- Raw data -
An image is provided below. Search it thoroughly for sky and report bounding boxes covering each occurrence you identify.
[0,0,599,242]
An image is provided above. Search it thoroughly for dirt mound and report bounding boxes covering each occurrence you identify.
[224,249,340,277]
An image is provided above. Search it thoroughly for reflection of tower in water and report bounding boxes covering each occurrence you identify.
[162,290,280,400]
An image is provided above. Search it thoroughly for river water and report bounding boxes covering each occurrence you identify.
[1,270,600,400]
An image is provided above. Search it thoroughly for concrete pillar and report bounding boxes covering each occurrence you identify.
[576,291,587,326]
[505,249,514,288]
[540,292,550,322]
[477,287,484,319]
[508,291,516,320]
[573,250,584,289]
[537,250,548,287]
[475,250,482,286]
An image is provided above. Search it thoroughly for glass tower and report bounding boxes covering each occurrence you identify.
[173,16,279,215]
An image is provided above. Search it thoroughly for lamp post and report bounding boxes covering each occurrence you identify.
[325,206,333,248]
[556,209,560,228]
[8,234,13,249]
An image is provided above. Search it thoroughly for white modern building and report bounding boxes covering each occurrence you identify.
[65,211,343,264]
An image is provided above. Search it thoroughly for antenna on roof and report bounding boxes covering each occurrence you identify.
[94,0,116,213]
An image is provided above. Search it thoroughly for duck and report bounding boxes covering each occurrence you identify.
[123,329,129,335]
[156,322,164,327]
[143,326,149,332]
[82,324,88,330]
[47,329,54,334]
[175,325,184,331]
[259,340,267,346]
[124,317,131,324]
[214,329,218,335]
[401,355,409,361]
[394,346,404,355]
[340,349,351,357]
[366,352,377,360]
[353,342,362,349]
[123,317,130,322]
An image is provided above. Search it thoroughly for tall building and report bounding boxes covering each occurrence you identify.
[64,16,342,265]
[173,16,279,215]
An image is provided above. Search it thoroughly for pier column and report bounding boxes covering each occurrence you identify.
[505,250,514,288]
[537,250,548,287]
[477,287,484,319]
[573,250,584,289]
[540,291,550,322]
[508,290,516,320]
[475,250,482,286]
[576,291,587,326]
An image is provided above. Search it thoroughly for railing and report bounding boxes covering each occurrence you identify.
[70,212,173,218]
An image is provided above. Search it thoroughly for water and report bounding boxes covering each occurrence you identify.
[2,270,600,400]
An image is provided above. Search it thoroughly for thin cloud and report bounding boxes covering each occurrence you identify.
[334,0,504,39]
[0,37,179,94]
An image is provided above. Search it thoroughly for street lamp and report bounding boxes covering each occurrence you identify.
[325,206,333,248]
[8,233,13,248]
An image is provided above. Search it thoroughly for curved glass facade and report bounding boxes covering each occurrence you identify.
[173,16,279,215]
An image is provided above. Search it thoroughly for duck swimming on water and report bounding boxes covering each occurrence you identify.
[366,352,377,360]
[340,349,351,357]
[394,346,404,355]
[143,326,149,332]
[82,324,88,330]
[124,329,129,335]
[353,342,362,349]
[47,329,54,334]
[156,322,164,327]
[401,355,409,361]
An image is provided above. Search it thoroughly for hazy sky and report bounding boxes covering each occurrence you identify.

- Work item -
So that nothing is lost, restate all the material word for word.

- Answer -
An image is provided below. Search it thoroughly for sky and report bounding boxes covering each occurrence you identify.
[0,0,599,242]
An image is provided above. Search it thoroughly for dirt mound and report bounding boxes covering each occurrence you identify.
[224,249,340,277]
An image is provided above. Search it thoroughly for reflection of tower in water and report bounding boxes covering each occurrence you identify.
[162,290,280,400]
An image is provided above. Search it thoroughly for river water and report bounding boxes covering each occurrence you identify.
[1,270,600,400]
An image is provided above. Search it thoroughly for concrete pillar and report bounding boxes covering each occurrence you identify.
[576,291,587,326]
[505,249,514,288]
[540,292,550,322]
[477,287,484,319]
[508,291,516,320]
[573,250,584,289]
[537,250,548,287]
[475,250,482,286]
An image is provided above. Search it thoroughly for glass tower and report bounding boxes covering each occurrence you identify.
[173,16,279,215]
An image is provided above. Search it thoroughly for lamp post and report bounding boxes covering each occurrence you identify.
[325,206,333,248]
[556,209,560,228]
[8,234,13,249]
An image is provided above. Search it thoroughly for white modern building and report bounding boxes covering each occurrence you identify.
[65,211,343,264]
An image is provided above. Search it thoroughly for antenna on roof and report bounding boxes covering each occurrence you identify.
[94,0,116,213]
An image is provided above. Search it thoroughly for duck and report bounding boxes covering each occurrence you identify.
[123,329,129,335]
[156,322,164,327]
[143,326,149,332]
[82,324,88,330]
[47,329,54,334]
[175,325,184,331]
[259,340,267,346]
[124,317,131,324]
[214,329,218,335]
[401,355,409,361]
[394,346,404,355]
[340,349,351,357]
[366,352,377,360]
[353,342,362,349]
[123,317,130,322]
An image is provided above. Search it thoroughly for tall building and report bounding boxes covering each occurrence you identify.
[64,16,342,265]
[173,16,279,215]
An image is provided above. Search it thoroughly for pier column and report bounding boxes covering each occurrence you identify.
[505,250,514,288]
[537,250,548,287]
[477,287,484,319]
[573,250,584,289]
[540,291,550,322]
[508,290,516,320]
[475,250,482,286]
[576,291,587,326]
An image is provided above. Search it thoroughly for railing and report bounding boxes covering each occurrence you identify.
[70,212,173,218]
An image is provided above. Search it thoroughly for water and report bounding boxes covering each occurrence you identify.
[2,270,600,400]
An image is provided above. Search it thoroughly for thin cloud and report bounding boxes covering each occurrence you identify.
[334,0,504,39]
[0,37,179,94]
An image is provided above. Search it thoroughly for street lamp and report bounding boxes covering each occurrence you identify.
[325,206,333,248]
[8,233,13,248]
An image is provided above. Search it thoroughly for curved glass facade and report bounding boxes covering each occurrence you identify.
[173,16,279,215]
An image is provided above. Search it thoroughly for duck swimming on water and report bounding boxes covering each occurrence you identify.
[366,352,377,360]
[340,349,351,357]
[394,346,404,355]
[143,326,149,332]
[82,324,88,330]
[124,329,129,335]
[353,342,362,349]
[47,329,54,334]
[156,322,164,327]
[401,355,409,361]
An image is provided above. Search it thoroughly for hazy sky and report bounding boxes covering each occurrence you identify.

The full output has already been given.